Exercise details
Looking at the listing below, retype exactly the lines starting at the one containing "spot the turquoise water." and ending at the one containing "spot the rocky outcrop.", both included, and nothing else.
--- --- ---
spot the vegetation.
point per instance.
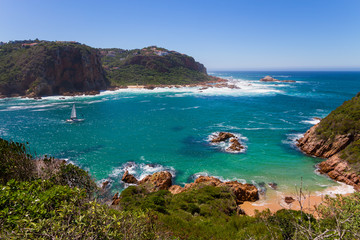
(151, 65)
(345, 120)
(48, 199)
(23, 67)
(29, 67)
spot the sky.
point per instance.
(222, 34)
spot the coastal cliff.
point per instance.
(151, 65)
(43, 68)
(337, 138)
(50, 68)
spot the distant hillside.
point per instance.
(151, 65)
(37, 68)
(337, 137)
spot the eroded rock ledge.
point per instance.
(163, 181)
(335, 167)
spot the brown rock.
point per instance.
(243, 192)
(222, 136)
(235, 146)
(157, 181)
(289, 200)
(116, 199)
(175, 189)
(105, 184)
(128, 178)
(273, 185)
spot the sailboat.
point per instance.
(73, 117)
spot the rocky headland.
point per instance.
(163, 181)
(271, 79)
(337, 138)
(234, 145)
(44, 68)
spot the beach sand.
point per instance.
(275, 200)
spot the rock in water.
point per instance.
(268, 79)
(157, 181)
(235, 146)
(289, 200)
(128, 178)
(222, 136)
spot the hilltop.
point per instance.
(337, 137)
(38, 68)
(151, 65)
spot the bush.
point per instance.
(15, 162)
(42, 210)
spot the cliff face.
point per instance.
(337, 137)
(151, 66)
(51, 69)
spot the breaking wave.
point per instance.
(224, 145)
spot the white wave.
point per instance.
(140, 170)
(312, 121)
(224, 145)
(195, 107)
(30, 106)
(206, 174)
(291, 139)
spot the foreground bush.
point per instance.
(42, 210)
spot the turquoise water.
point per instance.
(151, 130)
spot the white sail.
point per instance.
(73, 112)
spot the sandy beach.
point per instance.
(308, 201)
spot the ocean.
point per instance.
(146, 131)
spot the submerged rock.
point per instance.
(163, 181)
(235, 146)
(157, 181)
(273, 185)
(222, 136)
(128, 178)
(289, 200)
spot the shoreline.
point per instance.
(215, 82)
(275, 200)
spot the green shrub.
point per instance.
(15, 162)
(42, 210)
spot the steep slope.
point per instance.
(49, 68)
(151, 65)
(337, 137)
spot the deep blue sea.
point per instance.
(146, 131)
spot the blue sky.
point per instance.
(223, 35)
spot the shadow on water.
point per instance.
(195, 147)
(71, 153)
(177, 128)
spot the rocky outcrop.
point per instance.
(157, 181)
(235, 145)
(222, 136)
(129, 178)
(51, 68)
(271, 79)
(163, 181)
(313, 145)
(242, 192)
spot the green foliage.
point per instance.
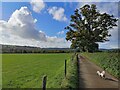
(72, 79)
(108, 61)
(88, 26)
(27, 70)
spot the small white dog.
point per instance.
(98, 72)
(102, 74)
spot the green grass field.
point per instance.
(106, 60)
(27, 70)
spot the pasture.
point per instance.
(27, 70)
(106, 60)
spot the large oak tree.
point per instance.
(88, 27)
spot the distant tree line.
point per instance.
(28, 49)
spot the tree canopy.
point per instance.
(88, 27)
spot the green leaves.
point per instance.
(89, 26)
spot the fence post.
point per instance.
(44, 81)
(65, 67)
(77, 57)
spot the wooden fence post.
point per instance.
(44, 81)
(65, 67)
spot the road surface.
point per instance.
(88, 77)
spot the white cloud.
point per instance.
(61, 32)
(20, 30)
(57, 13)
(37, 5)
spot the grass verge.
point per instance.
(106, 60)
(71, 79)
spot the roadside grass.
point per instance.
(106, 60)
(27, 70)
(71, 80)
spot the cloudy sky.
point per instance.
(40, 23)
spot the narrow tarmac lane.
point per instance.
(88, 77)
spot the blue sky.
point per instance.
(47, 22)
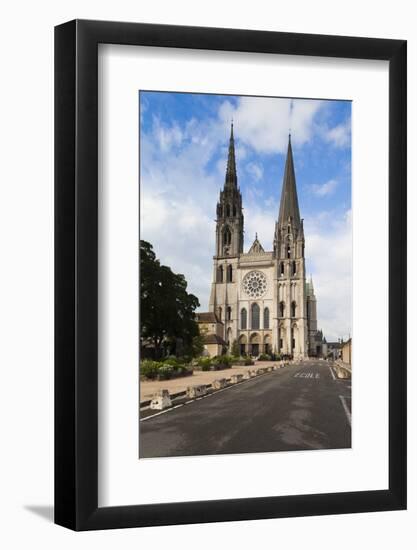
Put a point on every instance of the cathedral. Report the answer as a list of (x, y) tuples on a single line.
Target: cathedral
[(261, 299)]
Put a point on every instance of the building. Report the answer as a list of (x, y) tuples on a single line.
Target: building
[(346, 354), (261, 297), (212, 330)]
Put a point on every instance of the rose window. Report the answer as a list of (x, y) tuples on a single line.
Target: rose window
[(254, 284)]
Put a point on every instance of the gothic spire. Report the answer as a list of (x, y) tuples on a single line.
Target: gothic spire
[(231, 175), (289, 199)]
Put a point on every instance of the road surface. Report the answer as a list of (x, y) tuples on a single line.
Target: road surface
[(299, 407)]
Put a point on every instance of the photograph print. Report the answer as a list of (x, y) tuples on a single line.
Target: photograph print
[(245, 255)]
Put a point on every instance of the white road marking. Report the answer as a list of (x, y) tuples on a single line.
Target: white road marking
[(162, 412), (346, 409), (332, 373)]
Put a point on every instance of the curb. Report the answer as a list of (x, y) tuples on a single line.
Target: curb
[(209, 387)]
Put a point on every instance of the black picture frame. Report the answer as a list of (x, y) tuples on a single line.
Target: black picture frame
[(76, 272)]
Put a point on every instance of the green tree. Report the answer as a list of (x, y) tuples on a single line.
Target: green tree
[(166, 308)]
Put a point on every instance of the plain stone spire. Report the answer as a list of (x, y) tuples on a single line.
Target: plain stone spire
[(231, 174), (289, 199)]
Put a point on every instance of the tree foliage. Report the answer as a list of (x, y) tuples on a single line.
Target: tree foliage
[(166, 308)]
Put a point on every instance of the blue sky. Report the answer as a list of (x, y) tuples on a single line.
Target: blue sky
[(183, 148)]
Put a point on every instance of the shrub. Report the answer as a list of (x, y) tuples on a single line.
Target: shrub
[(171, 360), (149, 368), (204, 362), (222, 360), (165, 372)]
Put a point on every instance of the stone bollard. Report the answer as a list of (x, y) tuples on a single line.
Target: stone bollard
[(196, 391), (218, 384), (161, 400)]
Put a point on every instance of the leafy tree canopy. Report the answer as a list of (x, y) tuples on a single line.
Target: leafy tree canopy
[(166, 308)]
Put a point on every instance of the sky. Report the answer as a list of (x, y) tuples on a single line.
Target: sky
[(183, 153)]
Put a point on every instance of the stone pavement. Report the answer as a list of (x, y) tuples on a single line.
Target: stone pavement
[(148, 388)]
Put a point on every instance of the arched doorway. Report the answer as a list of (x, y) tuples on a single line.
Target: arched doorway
[(229, 339), (242, 344), (255, 342), (267, 344)]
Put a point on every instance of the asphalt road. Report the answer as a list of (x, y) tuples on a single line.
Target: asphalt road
[(295, 408)]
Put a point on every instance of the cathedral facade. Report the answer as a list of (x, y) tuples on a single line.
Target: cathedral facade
[(261, 298)]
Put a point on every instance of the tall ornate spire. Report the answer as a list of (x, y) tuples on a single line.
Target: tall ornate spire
[(231, 174), (289, 199)]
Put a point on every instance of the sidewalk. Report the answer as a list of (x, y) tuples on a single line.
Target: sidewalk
[(148, 388)]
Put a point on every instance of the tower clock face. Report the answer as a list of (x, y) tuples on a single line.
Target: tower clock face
[(254, 284)]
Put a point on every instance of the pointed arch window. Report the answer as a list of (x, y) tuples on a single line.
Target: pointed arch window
[(227, 236), (255, 311), (243, 319), (266, 318)]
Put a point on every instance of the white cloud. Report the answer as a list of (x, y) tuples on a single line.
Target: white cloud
[(178, 201), (325, 188), (264, 123), (255, 170), (329, 259), (167, 137), (339, 135)]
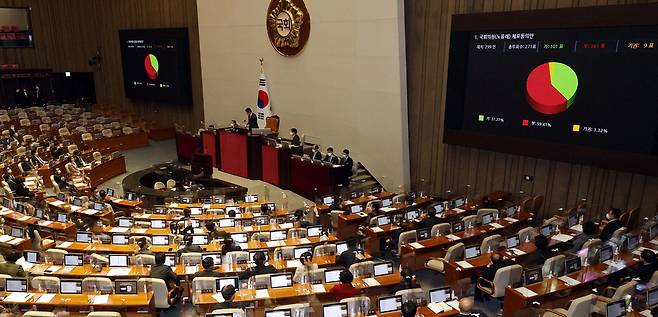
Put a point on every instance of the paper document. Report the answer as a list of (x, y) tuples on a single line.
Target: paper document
[(526, 292)]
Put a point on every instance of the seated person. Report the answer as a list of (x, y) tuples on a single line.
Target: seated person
[(349, 256), (142, 243), (228, 293), (259, 268), (230, 246), (589, 232), (10, 267), (208, 266), (163, 272), (345, 289), (613, 224)]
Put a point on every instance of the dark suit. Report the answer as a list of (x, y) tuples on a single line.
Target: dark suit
[(164, 273), (609, 229), (253, 121), (333, 159), (296, 141)]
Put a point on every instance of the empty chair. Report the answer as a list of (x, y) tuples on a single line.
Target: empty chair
[(297, 233), (490, 243), (160, 293), (362, 269), (504, 277), (554, 266), (237, 256), (48, 284), (454, 253), (98, 284), (581, 306)]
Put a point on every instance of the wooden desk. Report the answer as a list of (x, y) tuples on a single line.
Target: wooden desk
[(416, 257), (85, 301)]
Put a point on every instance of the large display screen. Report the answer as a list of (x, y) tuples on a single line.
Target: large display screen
[(567, 93), (156, 64)]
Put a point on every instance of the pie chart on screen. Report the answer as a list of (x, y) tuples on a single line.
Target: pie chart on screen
[(551, 87), (151, 66)]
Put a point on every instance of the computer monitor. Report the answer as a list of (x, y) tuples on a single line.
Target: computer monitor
[(572, 265), (328, 200), (170, 260), (280, 280), (278, 235), (616, 308), (199, 239), (73, 259), (158, 224), (606, 253), (99, 206), (332, 275), (314, 231), (341, 247), (125, 222), (121, 239), (383, 220), (472, 252), (160, 240), (32, 257), (652, 297), (240, 237), (16, 285), (298, 251), (513, 241), (232, 208), (83, 237), (279, 313), (487, 218), (389, 304), (70, 286), (62, 217), (411, 214), (441, 294), (131, 196), (547, 230), (383, 268), (227, 222), (334, 310), (356, 208), (457, 226), (228, 280), (215, 256), (532, 276), (423, 234), (252, 198), (17, 232), (633, 242), (125, 287), (572, 220)]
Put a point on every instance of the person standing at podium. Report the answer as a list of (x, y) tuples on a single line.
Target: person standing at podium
[(296, 141), (252, 121)]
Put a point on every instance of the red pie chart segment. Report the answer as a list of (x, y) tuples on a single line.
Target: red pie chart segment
[(542, 93)]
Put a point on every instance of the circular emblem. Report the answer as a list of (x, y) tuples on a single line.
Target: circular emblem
[(288, 26)]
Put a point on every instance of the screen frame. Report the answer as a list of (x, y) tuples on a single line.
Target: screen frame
[(564, 18)]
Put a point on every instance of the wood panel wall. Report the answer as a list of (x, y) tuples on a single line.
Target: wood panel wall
[(67, 34), (439, 167)]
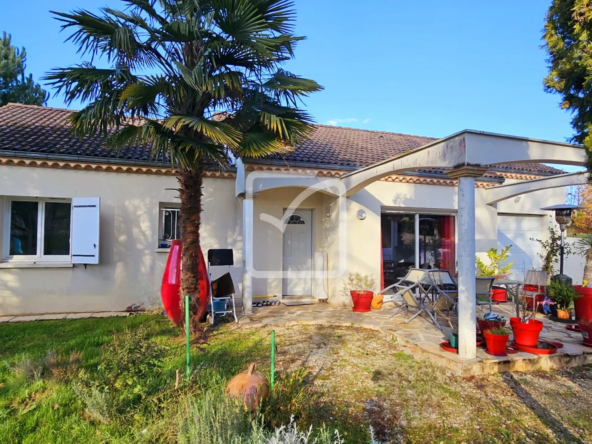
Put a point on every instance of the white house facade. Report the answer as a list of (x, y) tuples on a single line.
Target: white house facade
[(84, 229)]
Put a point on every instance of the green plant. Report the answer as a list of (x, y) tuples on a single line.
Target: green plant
[(562, 295), (195, 82), (551, 249), (495, 267), (501, 331), (127, 375), (358, 282)]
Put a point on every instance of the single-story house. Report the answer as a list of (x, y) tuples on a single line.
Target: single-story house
[(84, 228)]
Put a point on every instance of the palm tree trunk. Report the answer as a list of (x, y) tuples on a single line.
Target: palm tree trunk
[(588, 266), (190, 181)]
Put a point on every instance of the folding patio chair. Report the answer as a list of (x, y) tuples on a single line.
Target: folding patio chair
[(534, 289), (223, 287), (414, 294), (444, 289), (483, 286)]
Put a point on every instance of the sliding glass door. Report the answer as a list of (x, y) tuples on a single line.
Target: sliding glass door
[(416, 240)]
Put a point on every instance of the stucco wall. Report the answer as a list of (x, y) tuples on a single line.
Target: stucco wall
[(130, 269)]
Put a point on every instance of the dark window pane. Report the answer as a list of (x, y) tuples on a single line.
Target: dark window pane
[(57, 229), (23, 228), (171, 227)]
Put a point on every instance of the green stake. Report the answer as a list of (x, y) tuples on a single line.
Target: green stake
[(272, 358), (187, 327)]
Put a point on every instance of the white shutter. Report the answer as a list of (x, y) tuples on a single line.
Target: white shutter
[(85, 230)]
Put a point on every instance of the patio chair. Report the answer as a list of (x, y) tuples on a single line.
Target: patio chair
[(483, 286), (445, 293), (411, 288), (534, 289), (222, 288)]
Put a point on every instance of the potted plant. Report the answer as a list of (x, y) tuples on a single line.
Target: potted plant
[(361, 289), (489, 321), (563, 296), (586, 329), (497, 270), (496, 340)]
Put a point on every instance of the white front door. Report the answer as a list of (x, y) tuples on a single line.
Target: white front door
[(297, 257)]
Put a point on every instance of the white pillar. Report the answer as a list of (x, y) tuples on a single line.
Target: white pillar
[(467, 299), (247, 253)]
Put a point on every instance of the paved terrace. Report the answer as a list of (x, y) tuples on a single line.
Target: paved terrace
[(423, 339)]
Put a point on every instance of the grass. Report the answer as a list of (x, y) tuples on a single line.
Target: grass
[(115, 380)]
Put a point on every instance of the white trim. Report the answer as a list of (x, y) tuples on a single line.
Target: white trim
[(39, 257), (40, 264)]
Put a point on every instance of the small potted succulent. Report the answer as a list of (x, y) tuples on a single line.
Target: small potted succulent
[(361, 289), (563, 297), (496, 340), (497, 270)]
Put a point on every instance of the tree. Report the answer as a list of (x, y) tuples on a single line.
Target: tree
[(196, 80), (15, 86)]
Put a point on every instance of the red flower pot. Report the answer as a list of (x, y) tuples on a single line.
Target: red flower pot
[(586, 330), (499, 294), (526, 333), (496, 344), (362, 300), (489, 325), (583, 304)]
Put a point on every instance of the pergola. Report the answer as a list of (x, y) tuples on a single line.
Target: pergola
[(469, 154), (466, 155)]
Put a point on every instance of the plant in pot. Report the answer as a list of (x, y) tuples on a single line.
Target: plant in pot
[(563, 296), (496, 340), (361, 289), (496, 269), (586, 329)]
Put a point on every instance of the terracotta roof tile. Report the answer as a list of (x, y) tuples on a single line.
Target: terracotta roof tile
[(46, 131)]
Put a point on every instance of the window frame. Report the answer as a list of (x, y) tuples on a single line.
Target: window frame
[(163, 207), (39, 257)]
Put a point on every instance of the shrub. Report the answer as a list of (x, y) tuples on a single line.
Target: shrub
[(562, 295)]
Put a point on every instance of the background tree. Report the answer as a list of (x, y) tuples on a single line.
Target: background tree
[(196, 80), (15, 86)]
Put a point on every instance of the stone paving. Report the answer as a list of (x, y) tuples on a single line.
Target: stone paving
[(58, 316), (423, 339)]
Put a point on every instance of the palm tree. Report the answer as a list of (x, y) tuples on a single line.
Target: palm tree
[(195, 80)]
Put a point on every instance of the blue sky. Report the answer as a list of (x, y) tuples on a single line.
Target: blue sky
[(428, 68)]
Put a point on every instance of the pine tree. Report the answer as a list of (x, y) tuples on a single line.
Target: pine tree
[(15, 86)]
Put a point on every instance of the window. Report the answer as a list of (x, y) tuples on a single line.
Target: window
[(296, 219), (38, 229), (169, 225)]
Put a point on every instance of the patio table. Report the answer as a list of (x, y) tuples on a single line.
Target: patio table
[(512, 287)]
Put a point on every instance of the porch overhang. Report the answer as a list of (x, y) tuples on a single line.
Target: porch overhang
[(503, 192), (468, 148)]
--- --- ---
Exercise answer
spot the turquoise water.
point per instance.
(151, 130)
spot the white sail.
point per instance.
(73, 112)
spot the sandy beach.
point per instance.
(308, 201)
spot the ocean.
point per instance.
(146, 131)
spot the submerged rock.
point per instance.
(163, 181)
(235, 146)
(157, 181)
(273, 185)
(222, 136)
(128, 178)
(289, 200)
spot the shoreline.
point per instance.
(215, 82)
(275, 200)
spot the green shrub.
point per instance.
(15, 162)
(42, 210)
spot the steep slope.
point per instance.
(49, 68)
(151, 65)
(337, 137)
spot the deep blue sea.
point per instance.
(146, 131)
spot the blue sky.
point per instance.
(223, 35)
spot the shadow on water.
point per instance.
(195, 147)
(71, 153)
(177, 128)
spot the rocky outcrop.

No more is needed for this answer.